*Aim*
Could you express these items as a two-column CSV with the headers "item" and "answer", one row per item, each value in a single quoted field with line breaks replaced by spaces?

--- --- ---

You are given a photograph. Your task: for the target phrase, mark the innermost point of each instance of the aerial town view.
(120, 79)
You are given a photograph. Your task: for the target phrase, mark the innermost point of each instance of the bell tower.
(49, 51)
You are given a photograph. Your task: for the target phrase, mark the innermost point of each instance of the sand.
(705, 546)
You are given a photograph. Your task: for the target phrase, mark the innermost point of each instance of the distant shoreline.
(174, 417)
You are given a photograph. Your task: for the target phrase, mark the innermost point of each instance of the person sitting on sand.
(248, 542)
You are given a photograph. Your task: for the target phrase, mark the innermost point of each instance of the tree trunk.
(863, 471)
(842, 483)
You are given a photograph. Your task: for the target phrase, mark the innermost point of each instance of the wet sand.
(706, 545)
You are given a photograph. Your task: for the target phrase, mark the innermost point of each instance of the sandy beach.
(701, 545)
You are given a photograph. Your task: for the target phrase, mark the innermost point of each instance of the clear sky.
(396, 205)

--- --- ---

*Exercise answer*
item,answer
"You are given a photograph. Your task: for the target phrase, mark the innermost point of each instance of the aerial town view.","(120, 79)"
"You are given a photograph. Your task: for the target phrase, mark the innermost point of each instance of the bell tower.","(49, 51)"
"You are given a photograph. Your task: for the target phrase, mark the innermost point of each instance of the sand.","(705, 546)"
"You are given a photograph. Your task: for the target phrase, mark the innermost point of each instance of the distant shoreline.","(174, 417)"
"You are given a photograph. Your task: for the target phrase, mark the innermost point of each instance of the person sitting on sand.","(248, 542)"
"You are given a photograph. Your task: for the target phrase, mark the innermost point of each instance of the tree trunk.","(863, 471) (842, 483)"
"You are given a photograph. Your task: for the target phrase, mark the innermost point of each instance of the wet sand.","(706, 545)"
"You are given a photograph. Your task: for the target phrase, mark the innermost point of each instance of the sandy beach.","(701, 545)"
"You are given a photograph. Your task: for the target phrase, mark the innermost point of each instance of the clear sky.","(396, 205)"